• [WHAT YOU WILL DO]:
**A.** Could you copy word for word the part of the Nsibidi passage below that opens with the words containing "Nsibidi, however, can" and closes with "a small calabash."?
**B.** How would you render this sentence from the Nsibidi passage in Spanish: "The script is purely ideographic, that is, each sign represents an idea or even more than one."

• [DOCUMENT SECTION]:

↓

Nsibidi is, or was, employed in the Calabar District of southern Nigeria, and up the Cross River and inland from it on both banks.
The Script
The script is purely ideographic, that is, each sign represents an idea or even more than one. It is to a large extent pictographic, but in the course of years many signs have become highly conventionalized. Some Nsibidi signs are known to many people, but the majority of the symbols are known only to those belonging to the Nsibidi secret society, into which men were or still are regularly initiated after undergoing a period of preparation. To the uninitiated the signs are mysterious and therefore magical, capable of doing harm because of the "medicine" that may have been used in making them. According to E. Dayrell, there are several kinds of Nsibidi which strangers belonging to another society would not understand, whereas the signs common to all the societies are most often tattoed on the face, arms and legs, etc., of the people. On the whole, the natives have a strange desire to hide the knowledge of the script, as much as they can, from the eyes of the Europeans. On the other hand, Nsibidi is used mainly to express love, and this term covers so many words which a self-respecting native would prefer not to confess to know how to write them.
Nsibidi, however, can be used for any kind of communication. Fig. 77. 3 represents the record of a court case from a town on the Enion Creek taken down in it. Fig. 77, 4 shows the record of a trial by the Nsibidi Club, drawn on a small calabash.

↑

• [DATA BLOCK]:
↓

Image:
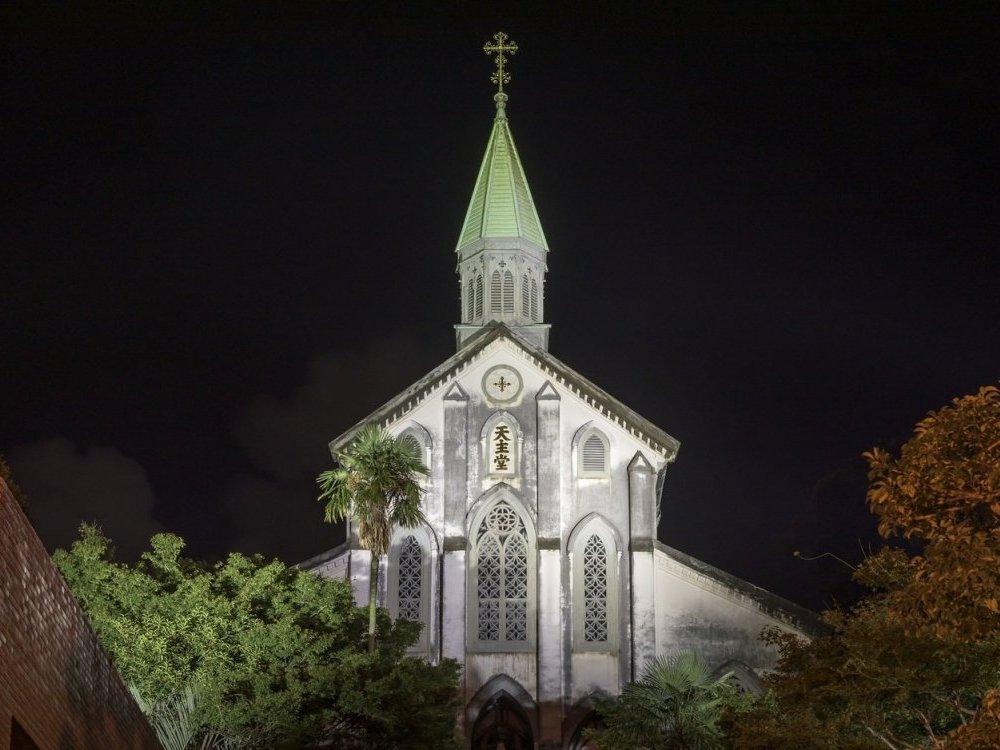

↑

• [ANSWERS BY ITEM]:
**A.**
Nsibidi, however, can be used for any kind of communication. Fig. 77. 3 represents the record of a court case from a town on the Enion Creek taken down in it. Fig. 77, 4 shows the record of a trial by the Nsibidi Club, drawn on a small calabash.

**B.** La escritura es puramente ideográfica, es decir, cada signo representa una idea o incluso más de una.